*DATASET RECORDS*

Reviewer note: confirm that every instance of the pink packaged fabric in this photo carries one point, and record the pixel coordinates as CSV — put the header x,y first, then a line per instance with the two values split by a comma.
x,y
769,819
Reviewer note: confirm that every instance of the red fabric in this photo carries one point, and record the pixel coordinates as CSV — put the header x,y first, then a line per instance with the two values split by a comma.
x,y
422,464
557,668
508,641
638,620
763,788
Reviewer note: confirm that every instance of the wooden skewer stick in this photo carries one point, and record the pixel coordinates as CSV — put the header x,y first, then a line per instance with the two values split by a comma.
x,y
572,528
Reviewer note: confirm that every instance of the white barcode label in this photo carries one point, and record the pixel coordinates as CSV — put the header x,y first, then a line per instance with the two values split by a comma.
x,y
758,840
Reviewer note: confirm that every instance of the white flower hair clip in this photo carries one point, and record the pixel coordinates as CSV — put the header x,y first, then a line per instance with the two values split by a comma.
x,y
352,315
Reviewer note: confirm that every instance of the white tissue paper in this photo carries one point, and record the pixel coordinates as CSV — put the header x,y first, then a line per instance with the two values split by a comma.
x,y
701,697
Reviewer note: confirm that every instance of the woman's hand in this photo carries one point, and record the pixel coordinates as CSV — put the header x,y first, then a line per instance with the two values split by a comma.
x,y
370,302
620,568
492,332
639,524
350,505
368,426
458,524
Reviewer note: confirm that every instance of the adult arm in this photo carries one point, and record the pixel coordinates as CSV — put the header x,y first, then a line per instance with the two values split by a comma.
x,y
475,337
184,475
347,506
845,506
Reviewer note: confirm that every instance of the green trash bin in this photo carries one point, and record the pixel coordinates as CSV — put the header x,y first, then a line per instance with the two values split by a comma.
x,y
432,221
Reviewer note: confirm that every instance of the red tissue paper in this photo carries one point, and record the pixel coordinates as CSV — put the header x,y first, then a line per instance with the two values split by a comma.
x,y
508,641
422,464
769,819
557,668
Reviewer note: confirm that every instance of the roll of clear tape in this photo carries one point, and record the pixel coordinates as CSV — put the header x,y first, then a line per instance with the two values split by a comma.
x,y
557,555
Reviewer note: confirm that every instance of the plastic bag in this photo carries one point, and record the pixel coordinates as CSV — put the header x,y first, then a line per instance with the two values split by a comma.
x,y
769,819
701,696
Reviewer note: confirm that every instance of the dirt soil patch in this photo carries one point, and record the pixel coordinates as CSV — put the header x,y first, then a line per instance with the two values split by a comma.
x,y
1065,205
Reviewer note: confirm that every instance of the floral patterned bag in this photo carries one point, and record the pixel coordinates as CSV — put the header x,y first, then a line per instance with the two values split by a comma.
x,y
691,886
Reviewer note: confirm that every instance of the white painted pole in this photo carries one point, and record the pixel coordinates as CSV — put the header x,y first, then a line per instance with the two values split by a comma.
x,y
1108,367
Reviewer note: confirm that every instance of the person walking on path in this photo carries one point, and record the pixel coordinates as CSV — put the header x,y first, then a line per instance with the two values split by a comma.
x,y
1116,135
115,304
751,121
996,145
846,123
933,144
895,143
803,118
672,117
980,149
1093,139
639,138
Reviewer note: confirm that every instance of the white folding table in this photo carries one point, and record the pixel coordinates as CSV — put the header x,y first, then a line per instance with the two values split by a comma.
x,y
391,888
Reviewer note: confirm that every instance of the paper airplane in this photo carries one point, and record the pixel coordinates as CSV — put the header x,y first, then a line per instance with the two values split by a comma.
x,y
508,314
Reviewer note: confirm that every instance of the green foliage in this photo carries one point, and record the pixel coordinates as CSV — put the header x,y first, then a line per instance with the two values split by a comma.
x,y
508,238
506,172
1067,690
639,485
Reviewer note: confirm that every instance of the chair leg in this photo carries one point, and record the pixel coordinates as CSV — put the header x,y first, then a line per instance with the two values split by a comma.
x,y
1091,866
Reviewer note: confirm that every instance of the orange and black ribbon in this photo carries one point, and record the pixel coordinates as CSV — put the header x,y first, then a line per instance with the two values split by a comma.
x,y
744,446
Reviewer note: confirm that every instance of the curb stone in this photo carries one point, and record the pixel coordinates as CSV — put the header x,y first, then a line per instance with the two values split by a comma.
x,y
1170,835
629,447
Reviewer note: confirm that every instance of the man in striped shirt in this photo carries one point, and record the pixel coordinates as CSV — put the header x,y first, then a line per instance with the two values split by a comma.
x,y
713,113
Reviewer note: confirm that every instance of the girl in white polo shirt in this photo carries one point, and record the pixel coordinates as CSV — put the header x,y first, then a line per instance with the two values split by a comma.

*WHAT THE EXERCISE ASKS*
A complete and exact reproduction of the data is needed.

*ANSWER*
Reviewer note: confirm that every instance of the pink packaged fabric in this photo carries one point, and record the pixel coordinates as CSV — put the header x,y first, then a line per instance with the two values split by a comma.
x,y
769,819
Reviewer note: confirm that every instance of the red fabric in this photo carries one point, and record the pixel coordinates as CSV — put the header x,y first, then a line per instance with the two values split by a comma.
x,y
422,464
557,668
508,641
638,620
763,788
Reviewer note: confirm that every instance of the wooden skewer stick in this photo carries one point, and record the pixel coordinates as CSV — put the header x,y first, then a line per instance with the two values split by a comma.
x,y
572,528
Reviewer note: confirm that every instance of the white barcode label in this photo carries one point, and record the pixel coordinates as CSV — put the header x,y first, then a line per instance with the two values split by a comma.
x,y
758,840
Reviewer note: confirm that every instance of the white flower hair clip in this photo carries one point, and record the pixel coordinates as CSV — put the header x,y first, then a line per instance with the two values split by a comma.
x,y
352,315
Reviewer note: confirm that every instance of the white tissue paper in this photo carries one point, and record the pixel coordinates as CSV — put the header x,y first, then a line per instance with the two values split by a comma.
x,y
701,697
Reviewer note: confirm that every instance of the woman's hand in this photo carries one point, and record the pixel coordinates as CSV — put the header x,y first, then a line per instance with the two values split by a comma.
x,y
370,302
620,568
492,332
639,524
350,505
368,426
458,524
Reviewer note: confirm that every instance of the adult arm in this photo carries one point, and record the pixel coordinates as CSV — put the header x,y first, then a line per instance with the two values split by a comma.
x,y
475,337
184,475
347,506
845,506
Reviewer note: confirm that every instance of the green trash bin in this photo carries one point, and record the pixel coordinates as CSV — put the header x,y first, then a line per instance with the two values split by a comma.
x,y
432,221
Reviewer note: confirm that every instance of the red tissue paper in this photo carries one point, and record the pixel coordinates as CSV — put the header x,y first, then a line per instance with the two values split by a comma.
x,y
508,641
422,464
769,819
557,668
Reviewer note: confirm that every instance of the roll of clear tape in this photo carries one point, and record the pixel coordinates as CSV — put the header x,y first, then a line per instance with the two values split by a comma.
x,y
557,555
Reviewer note: confirm that every instance of the plastic bag in this photo carries one point, and record the pixel coordinates as CSV — put the header x,y first, then a line per instance with the two values split by a comma.
x,y
769,819
701,696
Reviewer note: confirm that every instance of the dirt soil patch in this photo carries one point, and record the pixel coordinates as CSV — put the header x,y first, then a line per instance with the two values split by a comma.
x,y
1065,205
Reviewer note: confirm that every instance of the floral patterned bag in this photo carries one point, and record the pixel coordinates as CSV — put the header x,y first, then a line per instance with the two values split by a comma.
x,y
691,886
Reviewer note: confirm that every instance of the white painted pole in this photo carries one point, and record the pixel coordinates as CSV — put the header x,y first, then a line per instance with the two values split by a comma.
x,y
1108,367
Reviewer note: confirm that every instance of the person walking on path in this photo carries one point, and record the pixel coordinates as CSV — put the header x,y first, then a line per instance with the two values split by a comma.
x,y
1116,135
115,304
751,121
996,145
846,123
933,144
895,143
803,118
672,117
980,149
1093,139
639,138
Reviewer note: confirm that every instance of the white folding table in this photo carries one point, and record the pixel coordinates as CSV — put the header x,y first, then a line per instance with the two values split by a comma.
x,y
391,888
Reviewer note: confirm that every instance of the paper airplane in this photo carries one point, and record the pixel coordinates as CSV — put the header x,y first, then a line per instance with the two values split by a comma.
x,y
508,314
Reviewer note: confirm that every instance of the green foliage in this photo carries one point, and record the pixel coordinates as CSV — put the header x,y first, then a line per instance with the two values split by a comma.
x,y
508,238
506,172
1067,690
639,485
Reviewer note: confirm that every instance of the chair leg in this photo carries one point, and record the pixel coordinates as CSV — put the header x,y first, then a line per instance with the two values split by a comma.
x,y
1091,866
Reviewer note: confirm that every instance of the orange and black ribbon in this photo carries one point, and record the pixel coordinates as CSV — put the header x,y first, then a line per instance with the two values split by a comma.
x,y
744,446
Reviewer note: confirm that every instance of the curb stone in this photo carries one point, and record the pixel coordinates as CSV — put the header x,y first, then a line per instance with the two values split by a comma.
x,y
1170,835
629,447
Reviewer note: confirm that every instance of the man in striped shirt in this photo carries one point, and record the pixel coordinates as CSV — put the header x,y first, then a line per instance with the two values split by a comma.
x,y
713,113
Reviewer note: confirm that every instance of the girl in white polo shirt in this photo carries one point, and record the pixel coordinates as CSV — put the header x,y first, then a line per instance with the two values split by a comma.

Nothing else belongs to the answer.